EXTRAIT CITÉ.
# Airplay pour le son + Apple TV pour l'image ?



## Gepetto (15 Février 2012)

Ma config : MBP OSX Lion 10.7.3, IPad2, Moniteur ext avec entrée DVI

Voila, j'ai relié mon Apple TV au moniteur avec un cable HDMI et un adaptateur HDMI/DVI : J'ai donc l'image
Mon ampli (un vieux NAD) ne dispose que d'entrées RCA. Je pensais envoyer le son (depuis le MBP ou l'IPad) sur une borne airport reliée a l'ampli par un cable RCA  ... mais ca ne marche pas !

Faut il relier l'Apple TV a l'ampli avec un cable optique et un adaptateur SPDIF -> RCA (40 a 60 euros) ou existe t-il une autre solution ?

Merci bcp


----------



## Lauange (15 Mars 2012)

Salut,

Oui, tu dois relier atv avec un câble optique sur ton ampli.


----------



## jeanphicrosoft (15 Mars 2012)

EXERCICE PROPOSÉ 1. Modifiez la discussion sur l'Apple TV en partant de "Voila, j'ai relié" jusqu'à "marche pas !", et remplacez "cable RCA" par "câble jack".
EXERCICE PROPOSÉ 2. D'après la discussion sur l'Apple TV, de quelles entrées dispose l'ampli de Gepetto ?
EXERCICE PROPOSÉ 3. Rédigez la suite de la discussion sur l'Apple TV à partir de l'endroit où elle s'interrompt.
La liste présentée ici provient d'une autre source que la discussion sur l'Apple TV.

DONNÉES AFFICHÉES.
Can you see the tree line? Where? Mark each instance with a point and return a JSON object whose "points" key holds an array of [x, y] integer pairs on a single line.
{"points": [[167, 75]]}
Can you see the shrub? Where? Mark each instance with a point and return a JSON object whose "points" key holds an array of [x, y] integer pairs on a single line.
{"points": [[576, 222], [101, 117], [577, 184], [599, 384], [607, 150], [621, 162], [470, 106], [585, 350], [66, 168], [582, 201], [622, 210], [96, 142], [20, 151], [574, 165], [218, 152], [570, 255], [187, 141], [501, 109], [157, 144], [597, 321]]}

RÉPONSE ATTENDUE 1.
Voila, j'ai relié mon Apple TV au moniteur avec un cable HDMI et un adaptateur HDMI/DVI : J'ai donc l'image
Mon ampli (un vieux NAD) ne dispose que d'entrées RCA. Je pensais envoyer le son (depuis le MBP ou l'IPad) sur une borne airport reliée a l'ampli par un câble jack  ... mais ca ne marche pas !

RÉPONSE ATTENDUE 2. Il ne dispose que d'entrées RCA.

RÉPONSE ATTENDUE 3.
J ajoute que seule AirPort express propose une sortie audio 'hybride' optique et analogique ( la même que sur les mbp ) et la conversion audio numérique > analogique y est excellente !


----------



## thebustre (15 Mars 2012)

l'ATV ne sort que du numérique pour le son (optique) (et l'image d'ailleurs)
ton ampli HiFi ne prends que de l'analogique (RCA)

il te faut un convertisseur N/A, je te conseil le Musical Fidelity V-DAC II (ou le I d'occasion)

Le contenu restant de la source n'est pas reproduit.